Requirement A:
In the review of Black Spring below, what does it say:
(i) What kept the struggling Orwell from starving during the Depression?
(ii) In which essay did Orwell comment on Dali's surrealism?
(iii) Under which act did the government try to ban Miller's books?
Requirement B: Write out the portion of the review of Black Spring starting at "Orwell, always the" and ending at "book are compelling...".

Passage provided:
Did you know that Orwell was a prolific book reviewer? Book reviews staved off starvation during the Depression for the struggling Orwell. Did you know that Orwell and Miller were friends? Maybe the apolitical Miller's friendship was a respite for the war weary Orwell after his near death experience in revolutionary Spain.

Orwell, always the pragmatist, questioned the "mickey mouse universe" found in the pages of Black Spring but admired the genius of Miller. Orwell,in his essay Benefit of Clergy, said the same of Dali's surrealism. Technically good but weird. Orwell oddly concluded that Dali was demented and Miller was a genius. Was Orwell biased towards writing over painting? Was Orwell biased against Dali's fascism?

Is Black Spring a written attempt to create a surrealist painting when surrealism was in vogue? A mickey mouse universe indeed yet one beautifully wrought. The images in this book are compelling...

I could see the decks being scrubbed down and the guns polished and the weight of those big sea monsters resting on the dirty glass lake of the basin was a luxurious weight on me. p7

Can't you feel the weight of the water and the ships? The racism in this book is rife..the n word, Asians described as having "glass craniums" and even a lurid description of a lynching in the mind of the detached narrator. Is it any wonder that the government tried to ban Miller's books under the Comstock Act?

Data to examine:

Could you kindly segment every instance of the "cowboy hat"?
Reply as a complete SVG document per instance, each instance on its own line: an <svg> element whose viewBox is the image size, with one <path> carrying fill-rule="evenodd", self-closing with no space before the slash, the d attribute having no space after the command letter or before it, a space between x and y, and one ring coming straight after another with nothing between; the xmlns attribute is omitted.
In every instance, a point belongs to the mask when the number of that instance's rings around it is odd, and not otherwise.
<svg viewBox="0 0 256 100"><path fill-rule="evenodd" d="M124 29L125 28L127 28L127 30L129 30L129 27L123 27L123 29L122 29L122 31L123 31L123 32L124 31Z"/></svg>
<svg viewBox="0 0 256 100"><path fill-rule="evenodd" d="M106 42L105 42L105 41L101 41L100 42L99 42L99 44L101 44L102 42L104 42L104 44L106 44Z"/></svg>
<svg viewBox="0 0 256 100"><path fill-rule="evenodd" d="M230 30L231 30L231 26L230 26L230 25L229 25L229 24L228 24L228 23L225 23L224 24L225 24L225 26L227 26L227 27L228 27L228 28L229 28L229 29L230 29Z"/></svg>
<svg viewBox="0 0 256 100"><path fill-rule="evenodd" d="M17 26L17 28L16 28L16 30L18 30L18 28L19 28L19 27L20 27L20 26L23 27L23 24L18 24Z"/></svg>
==
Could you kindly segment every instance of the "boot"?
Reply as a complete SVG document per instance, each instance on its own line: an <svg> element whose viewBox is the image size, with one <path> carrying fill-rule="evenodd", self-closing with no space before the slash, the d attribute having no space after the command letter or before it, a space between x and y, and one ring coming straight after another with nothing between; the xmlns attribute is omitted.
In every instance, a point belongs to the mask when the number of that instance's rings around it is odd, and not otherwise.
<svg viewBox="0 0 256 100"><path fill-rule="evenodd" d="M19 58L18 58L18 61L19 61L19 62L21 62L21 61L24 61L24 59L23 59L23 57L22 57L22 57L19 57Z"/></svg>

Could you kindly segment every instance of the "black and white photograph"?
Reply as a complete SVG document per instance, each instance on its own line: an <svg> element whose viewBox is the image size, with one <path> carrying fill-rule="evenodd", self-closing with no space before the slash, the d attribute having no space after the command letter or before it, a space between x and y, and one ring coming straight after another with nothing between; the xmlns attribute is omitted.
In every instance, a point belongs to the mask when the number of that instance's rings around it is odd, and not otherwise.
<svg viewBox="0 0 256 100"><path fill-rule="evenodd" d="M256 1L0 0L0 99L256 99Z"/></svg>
---
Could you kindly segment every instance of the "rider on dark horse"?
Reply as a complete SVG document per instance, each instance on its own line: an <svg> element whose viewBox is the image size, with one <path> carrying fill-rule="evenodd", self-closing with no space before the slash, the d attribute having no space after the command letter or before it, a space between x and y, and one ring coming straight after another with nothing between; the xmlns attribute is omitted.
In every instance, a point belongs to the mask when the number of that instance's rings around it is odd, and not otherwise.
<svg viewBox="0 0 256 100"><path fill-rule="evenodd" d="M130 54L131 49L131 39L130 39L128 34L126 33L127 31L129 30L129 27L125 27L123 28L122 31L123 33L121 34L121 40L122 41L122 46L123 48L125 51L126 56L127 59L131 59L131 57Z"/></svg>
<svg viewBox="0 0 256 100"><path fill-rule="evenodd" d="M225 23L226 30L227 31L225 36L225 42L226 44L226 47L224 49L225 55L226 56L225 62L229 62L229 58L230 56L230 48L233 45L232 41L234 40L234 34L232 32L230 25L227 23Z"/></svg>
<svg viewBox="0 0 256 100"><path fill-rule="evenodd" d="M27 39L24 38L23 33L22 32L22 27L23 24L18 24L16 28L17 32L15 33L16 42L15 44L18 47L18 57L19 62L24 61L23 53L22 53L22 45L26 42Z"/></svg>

Reply A:
(i) Book reviews.
(ii) Benefit of Clergy.
(iii) The Comstock Act.

Reply B:
Orwell, always the pragmatist, questioned the "mickey mouse universe" found in the pages of Black Spring but admired the genius of Miller. Orwell,in his essay Benefit of Clergy, said the same of Dali's surrealism. Technically good but weird. Orwell oddly concluded that Dali was demented and Miller was a genius. Was Orwell biased towards writing over painting? Was Orwell biased against Dali's fascism?

Is Black Spring a written attempt to create a surrealist painting when surrealism was in vogue? A mickey mouse universe indeed yet one beautifully wrought. The images in this book are compelling...